DOCUMENT SECTION START
The telecommunications operator led by Mário Vaz recalls that on February 7 there was a “blackout”. “They turned off schools, hospitals and firefighters, companies, families, people, turned off the lives of millions of Portuguese people”, points out Vodafone.
“We don't know, and maybe we'll never know, why. Perhaps the idea that they could destroy what we are, what we work and build every day, with employees, customers, partners, the State and civil society”, he continues.
“We know that technology has astronomical power, but what sets us apart is what we do with it”, he underlined, asserting that, on the operator's side, it “will always be at the service of good”.
Vodafone Portugal was the target of a cyberattack that affected its network and its four million customers. “We will always be on the right side, this is the strength that they will never be able to erase”, concludes the operator in the open letter.
In this unprecedented attack, Vodafone was confronted, at around 9pm on February 7, “with an abrupt interruption of almost all” of its communications services, with the exception of the fixed Internet service and an “expressive part of television customers”, said the operator's executive president, Mário Vaz, at a press conference the following day.
“To have an idea of the scale and purpose of this attack was clearly to make our network unavailable and with a level of severity to make it as difficult as possible to recover services”, underlined the manager, at the time.
The operator has said that there are no indications that customer data has been accessed and/or compromised.
DOCUMENT SECTION END
DATASET EXCERPT START
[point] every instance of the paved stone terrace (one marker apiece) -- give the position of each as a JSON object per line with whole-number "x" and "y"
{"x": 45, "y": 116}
DATASET EXCERPT END
### DIRECTIONS
[1] In the Vodafone cyberattack article, rewrite the passage from "Vodafone Portugal was" to "the open letter.", switching "cyberattack" to "cyber incident".
[2] List everyone the Vodafone cyberattack article names as those with whom the operator works and builds every day.
The listing has no role in this exercise.

### TASK-BY-TASK RESULTS
[1]
Vodafone Portugal was the target of a cyber incident that affected its network and its four million customers. “We will always be on the right side, this is the strength that they will never be able to erase”, concludes the operator in the open letter.

[2] Employees, customers, partners, the State, civil society